**SOURCE PASSAGE:**
———
You are viewing a plain text version of this content. The canonical link for it is here.

Posted to dev@kylin.apache.org by sh...@yahoo.in.INVALID on 2017/03/09 17:42:53 UTC

Question Regrading Cube Query Time

Hello,
I am doing a POC on kylin Cubes, I have built a Cube on TPC-DS data (~40GB). The build was successful, but i am facing issues with queries. Simple aggregation queries are returning results in sub seconds, but queries with order by/group by taking too much time. In first place, queries were failing with timeout error because of records scan threshold, i then increased "kylin.query.scan.threshold" value in kylin.properties. The threshold error got fixed, but queries were taking around 200 sec. Which is totally not acceptable because HIVE was returning result in 10 seconds for the same query. I am attaching one of the query(standard TPC-DS query q3) i am trying to run,
SELECT date_dim.d_year,item.i_brand_id, item.i_brand,sum(facttable.ss_ext_discount_amt) sum_agg FROM store_sales facttableINNER JOIN date_dim date_dim ON (facttable.ss_sold_date_sk = date_dim.d_date_sk)INNER JOIN item item ON (facttable.ss_item_sk = item.i_item_sk) WHERE item.i_manufact_id = 783 and date_dim.d_moy = 11 GROUP BY date_dim.d_year, item.i_brand,item.i_brand_id ORDER BY date_dim.d_year,sum_agg DESC,item.i_brand_idLIMIT 100;
My cluster details are,10 nodes(each node has 32 cores, 64GB RAM) with hdp 2.5HBase 1.1.2.2.5.3.0-37 (fully distributed mode)

Just to investigate, i checked region server logs of all the nodes and found that during query execution only one region server was doing all the work while others were idle. And, my Cube's Hbase table was also showing 1 region count, So i tried changing following properties but still no luck.
kylin.hbase.hfile.size.gb=1kylin.hbase.region.count.min=8
Please let me know, if there is any other configuration needed in order to fix large query time.
Thanks

Re: Question Regrading Cube Query Time

Posted by shailesh prajapati <sh...@yahoo.in.INVALID>.

Hi All,
Thanks for replying. The problem has been resolved, queries are running in sub second now. Actually, i was using dimensions as "derived" instead of "normal".
Thanks 

    On Sunday, 19 March 2017 12:29 AM, Alberto Ramón <a....@gmail.com> wrote:
 

 Hi

can you try to rebuild cube with a new measure? TopN

2017-03-17 17:58 GMT+00:00 Li Yang <li...@apache.org>:

> You didn't mention the Kylin version. Seems to be 1.6 from the
> configuration property.
———
**COMPLETE THE FOLLOWING:**
a – According to the reply in the Kylin thread, what had been causing the slow queries?
b – Rewrite the Kylin thread from "Just to investigate, i" through "shailesh prajapati <sh...@yahoo.in.INVALID>.", changing "region server" to "RegionServer".
The items that come next are separate material, unrelated to the Kylin thread.

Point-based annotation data
———
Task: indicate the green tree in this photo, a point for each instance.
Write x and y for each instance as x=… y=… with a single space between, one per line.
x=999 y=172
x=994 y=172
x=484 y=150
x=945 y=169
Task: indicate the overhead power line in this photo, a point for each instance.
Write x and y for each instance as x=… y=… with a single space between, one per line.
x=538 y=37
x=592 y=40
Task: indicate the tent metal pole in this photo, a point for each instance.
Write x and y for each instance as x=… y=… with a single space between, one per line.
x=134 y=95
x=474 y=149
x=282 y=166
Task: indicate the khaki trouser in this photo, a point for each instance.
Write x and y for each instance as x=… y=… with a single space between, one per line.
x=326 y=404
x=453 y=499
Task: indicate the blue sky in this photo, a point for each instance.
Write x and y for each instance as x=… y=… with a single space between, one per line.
———
**EXPECTED OUTPUTS:**
a – The dimensions were being used as "derived" instead of "normal".

b –
Just to investigate, i checked RegionServer logs of all the nodes and found that during query execution only one RegionServer was doing all the work while others were idle. And, my Cube's Hbase table was also showing 1 region count, So i tried changing following properties but still no luck.
kylin.hbase.hfile.size.gb=1kylin.hbase.region.count.min=8
Please let me know, if there is any other configuration needed in order to fix large query time.
Thanks

Re: Question Regrading Cube Query Time

Posted by shailesh prajapati <sh...@yahoo.in.INVALID>.